======== ИСХОДНЫЙ ТЕКСТ ========

Система высших ценностей всегда претендует на существование вне потребления. Эстетическая же индифферентность тесно связана с понятием “аристократии культуры”. Аристократия по своему этосу восходит к очень архаическим временам. Марсель Мосс описал этикет ранней аристократии в терминах потлача — публичного экспонирования своего богатства и его “незаинтересованного” уничтожения. Аристократия — последний непроизводительный социальный класс, рассматривавший свое богатство не как способ дальнейшего обогащения, но как средство чисто символического самоутверждения. Аристократия, внесшая минимальный вклад в развитие средств производства, создала невероятно изощренную ритуальную систему непроизводительного потребления. Предметы роскоши и художественные шедевры всегда были важнейшими компонентами этой индустрии непроизводительных трат. Искусство в его чисто эстетическом аспекте поэтому достигло наивысшего расцвета именно в эпоху господства аристократии.

Воцарение рынка в сфере художественной продукции в XIX веке радикально изменило ситуацию в области искусств. Но элементы аристократического этоса были сохранены и присвоены культурной элитой. Даже в тех случаях, когда, скажем, буржуазный коллекционер живописи создает свою коллекцию с откровенно коммерческой целью, произведения его собрания бросают на это вполне продуманное финансовое предприятие тень аристократической незаинтересованности. Музеи в такой ситуации имеют значение гарантов чисто эстетического, незаинтересованного и никому не принадлежащего пантеона шедевров.

В литературе, конечно, положение иное, чем на рынке живописи. Но и здесь элемент эстетической незаинтересованности, дистанцированности фундаментален для статуса элиты, ориентированной на аристократическую модель. Вот почему наивным кажется утверждение Блума, что его принадлежность к определенным институциям никак не повлияла на его чтение канонических произведений. Конечно, это чтение было бы глупо связывать с работой Блума в Йейле или в Нью-Йоркском университете. Но его принадлежность к определенному типу культурной элиты несомненно оказала влияние на то, каким образом Блум понимает канонический текст.

Канон и переписывание

Сказанное, однако, нисколько не объясняет, почему то или иное произведение включается в канон. Блум так формулирует этот вопрос применительно к Шекспиру: “Почему господствующий класс произвольно выбрал именно его, а не, скажем, Бена Джонсона, на роль центральной фигуры канона?” Конечно, самым простым и, в сущности, неопровержимым ответом будет ссылка на гениальность Шекспира. Но этот элементарный ответ недостаточен, потому что канон не просто состоит из шедевров, он включает их в себя постепенно и приписывает им функции, которые никак не объяснимы гениальностью того или иного текста. Он трансформирует тексты, делая их каноническими, то есть вводит принципиальное различие между гениальным каноническим произведением и гениальным неканоническим, еще не включенным в канон. Можно это выразить и иначе: гениальность — необходимое условие канонизации, но каноничность как таковая не является обязательным условием гениального произведения, она не является синонимом гениальности. Попросту это значит, что гениальный текст Гёльдерлина до включения в канон был иным, чем после его включения.

======== РАЗДЕЛ ДАННЫХ ========

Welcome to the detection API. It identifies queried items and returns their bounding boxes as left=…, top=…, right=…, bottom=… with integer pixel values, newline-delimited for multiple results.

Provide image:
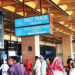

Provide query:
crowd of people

========

— ЗАДАНИЕ 1 —
Согласуются ли с исходным текстом утверждения (а), (б) и (в)? Ответьте на каждое «да» или «нет» и приведите решающие слова исходного текста в точной цитате.
(а) Марсель Мосс описал этикет ранней аристократии в терминах потлача.
(б) Рынок воцарился в сфере художественной продукции в XVIII веке.
(в) Каноничность является синонимом гениальности.
— ЗАДАНИЕ 2 —
Ответьте по исходному тексту на вопросы:
(а) Гарантами чего, согласно тексту, являются музеи?
(б) В каких учреждениях работал Блум?
(в) Кого Блум называет в своем вопросе как возможную альтернативу Шекспиру на роль центральной фигуры канона?

— РЕЗУЛЬТАТ ВЫПОЛНЕНИЯ 1 —
(а) Да: «Марсель Мосс описал этикет ранней аристократии в терминах потлача».
(б) Нет: «Воцарение рынка в сфере художественной продукции в XIX веке радикально изменило ситуацию в области искусств».
(в) Нет: «она не является синонимом гениальности».

— РЕЗУЛЬТАТ ВЫПОЛНЕНИЯ 2 —
(а) Музеи являются гарантами чисто эстетического, незаинтересованного и никому не принадлежащего пантеона шедевров.
(б) Блум работал в Йейле и в Нью-Йоркском университете.
(в) В качестве такой альтернативы Блум называет Бена Джонсона.